## START Records supplied

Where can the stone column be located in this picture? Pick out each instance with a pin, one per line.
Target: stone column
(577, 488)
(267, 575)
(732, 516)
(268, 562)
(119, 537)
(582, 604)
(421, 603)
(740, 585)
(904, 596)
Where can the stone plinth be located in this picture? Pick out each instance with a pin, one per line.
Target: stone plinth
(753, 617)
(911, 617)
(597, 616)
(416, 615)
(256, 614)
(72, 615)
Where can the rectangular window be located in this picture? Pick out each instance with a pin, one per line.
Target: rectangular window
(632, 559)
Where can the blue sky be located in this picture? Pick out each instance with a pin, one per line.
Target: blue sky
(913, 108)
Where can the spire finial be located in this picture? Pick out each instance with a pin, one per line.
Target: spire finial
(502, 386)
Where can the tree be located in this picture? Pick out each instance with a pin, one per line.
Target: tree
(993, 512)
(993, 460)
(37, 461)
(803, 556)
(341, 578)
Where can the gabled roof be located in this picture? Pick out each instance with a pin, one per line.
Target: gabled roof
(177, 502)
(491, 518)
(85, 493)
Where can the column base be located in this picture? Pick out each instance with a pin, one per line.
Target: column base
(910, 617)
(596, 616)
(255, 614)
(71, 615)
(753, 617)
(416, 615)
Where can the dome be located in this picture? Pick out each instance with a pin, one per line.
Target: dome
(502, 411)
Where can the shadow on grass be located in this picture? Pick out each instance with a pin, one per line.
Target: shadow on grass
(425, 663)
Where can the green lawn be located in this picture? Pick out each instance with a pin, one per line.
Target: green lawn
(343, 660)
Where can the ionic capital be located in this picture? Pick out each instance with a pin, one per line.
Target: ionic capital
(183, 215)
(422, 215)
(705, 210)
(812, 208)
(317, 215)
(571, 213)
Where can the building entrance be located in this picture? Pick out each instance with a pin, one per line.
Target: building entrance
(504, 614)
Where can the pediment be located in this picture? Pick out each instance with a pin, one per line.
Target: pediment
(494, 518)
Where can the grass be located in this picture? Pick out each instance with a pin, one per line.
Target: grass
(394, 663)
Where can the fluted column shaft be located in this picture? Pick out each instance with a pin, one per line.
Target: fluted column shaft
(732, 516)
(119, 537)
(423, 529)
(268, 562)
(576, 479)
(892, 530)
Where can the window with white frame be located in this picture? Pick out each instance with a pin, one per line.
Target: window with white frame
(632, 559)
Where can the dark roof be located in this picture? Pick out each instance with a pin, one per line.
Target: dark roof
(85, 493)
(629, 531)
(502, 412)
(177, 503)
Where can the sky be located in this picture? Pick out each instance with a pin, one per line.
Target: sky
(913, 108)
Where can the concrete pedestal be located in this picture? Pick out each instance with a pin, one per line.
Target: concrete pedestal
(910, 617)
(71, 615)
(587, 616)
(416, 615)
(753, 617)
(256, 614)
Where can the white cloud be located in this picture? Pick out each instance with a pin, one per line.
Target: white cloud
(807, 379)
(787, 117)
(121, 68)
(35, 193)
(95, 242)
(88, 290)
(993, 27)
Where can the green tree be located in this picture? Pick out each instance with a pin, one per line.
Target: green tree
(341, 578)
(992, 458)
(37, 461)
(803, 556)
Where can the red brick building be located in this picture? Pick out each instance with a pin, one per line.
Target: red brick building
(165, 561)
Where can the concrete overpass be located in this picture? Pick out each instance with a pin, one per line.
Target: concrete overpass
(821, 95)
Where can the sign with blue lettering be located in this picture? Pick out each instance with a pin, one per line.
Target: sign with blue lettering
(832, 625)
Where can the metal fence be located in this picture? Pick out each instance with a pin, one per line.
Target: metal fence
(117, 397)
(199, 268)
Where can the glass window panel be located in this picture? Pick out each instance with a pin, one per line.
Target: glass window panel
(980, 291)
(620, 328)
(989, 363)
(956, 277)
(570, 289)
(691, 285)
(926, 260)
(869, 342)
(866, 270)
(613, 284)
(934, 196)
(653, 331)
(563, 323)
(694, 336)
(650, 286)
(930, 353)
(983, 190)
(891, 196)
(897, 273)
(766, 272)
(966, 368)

## END Records supplied

## Instructions to follow
Reproduce the material above line for line, without changing a single character.

## Written answer
Where can the stone column be located in this picture? Pick out each instance with a pin, one per line.
Target: stone column
(577, 488)
(267, 575)
(732, 516)
(268, 562)
(119, 537)
(582, 604)
(421, 603)
(740, 585)
(904, 596)
Where can the stone plinth be located in this picture? Pick out each instance with a pin, one per line.
Target: stone plinth
(753, 617)
(911, 617)
(597, 616)
(416, 615)
(256, 614)
(72, 615)
Where can the rectangular window be located in this picture? Pick out each instance with a pin, one per line.
Target: rectangular window
(632, 559)
Where can the blue sky be located in this picture? Pick out each instance with a pin, one per line.
Target: blue sky
(913, 108)
Where can the spire finial be located in this picture? Pick out each instance with a pin, one per line.
Target: spire finial
(502, 386)
Where can the tree be located in this picture? Pick out each instance with a pin, one per line.
Target: tree
(993, 512)
(993, 460)
(37, 461)
(803, 556)
(341, 578)
Where can the gabled roof be located in this picture? Pick out each instance with a pin, one per line.
Target: gabled roof
(177, 502)
(491, 518)
(85, 493)
Where can the column base be located in this picture? Pick out each instance with a pin, one per line.
Target: column base
(910, 617)
(596, 616)
(255, 614)
(71, 615)
(753, 617)
(416, 615)
Where can the dome be located in this picture? Pick out each instance with a pin, one per line.
Target: dome
(502, 411)
Where can the shadow on grass be located in this picture? Pick out each instance with a pin, one per line.
Target: shadow on grass
(425, 663)
Where can the green lawn be located in this picture? Pick out each instance with a pin, one per line.
Target: green lawn
(343, 660)
Where can the ionic capital be located in this picture? Pick out each instance with a pin, one per line.
Target: ionic capital
(183, 215)
(422, 215)
(705, 210)
(812, 208)
(317, 215)
(571, 213)
Where can the building entrance be located in this picture? Pick out each instance with a pin, one per line.
Target: building entrance
(504, 614)
Where can the pediment be located in this picture? Pick out each instance with a pin, one per line.
Target: pediment
(494, 518)
Where can the grass be located in this picture? Pick out each instance with a pin, one per line.
Target: grass
(394, 663)
Where can the fluted column shaft be located in this picture? Pick out each instance with a pin, one per line.
Target: fluted column shaft
(732, 516)
(119, 537)
(423, 529)
(268, 562)
(576, 479)
(892, 530)
Where can the window with white frame be located in this picture? Pick out each instance with a pin, one per line.
Target: window with white frame
(632, 559)
Where can the dark roof be located in this picture? Pick out each instance with a pin, one per line.
Target: dark roof
(85, 493)
(629, 531)
(502, 412)
(177, 503)
Where can the sky be located in this picture? Pick out each instance with a pin, one per line.
Target: sky
(913, 108)
Where can the concrete pedestal be located in this picture? Pick out each instance with a pin, one per line.
Target: concrete pedestal
(910, 617)
(71, 615)
(587, 616)
(416, 615)
(753, 617)
(256, 614)
Where can the white cloud be located in this picture? Pick out each instance with a pin, one per line.
Target: white cloud
(807, 379)
(787, 117)
(121, 68)
(35, 193)
(95, 242)
(88, 290)
(993, 27)
Where can the green tree be located in this picture? Pick out each instance with a pin, one per line.
Target: green tree
(341, 578)
(992, 458)
(37, 461)
(803, 556)
Where can the red brick building be located in this picture? Pick out each instance with a pin, one per line.
Target: red brick building
(165, 561)
Where can the concrete overpass be located in this picture? Pick out each instance with a pin, one per line.
Target: concrete overpass
(821, 95)
Where can the sign with blue lettering be located in this picture? Pick out each instance with a pin, one per line.
Target: sign with blue lettering
(832, 625)
Where can the metal fence be located in this picture? Pick out each instance with a pin, one per line.
Target: metal fence
(117, 397)
(199, 268)
Where can the glass window panel be located in this picture? Pick out each instance with a pin, one per line.
Target: glass window panel
(980, 291)
(620, 328)
(989, 363)
(956, 277)
(570, 289)
(691, 285)
(926, 260)
(869, 342)
(866, 270)
(613, 284)
(934, 196)
(653, 331)
(563, 323)
(694, 336)
(650, 286)
(930, 353)
(983, 190)
(891, 196)
(897, 273)
(766, 272)
(966, 368)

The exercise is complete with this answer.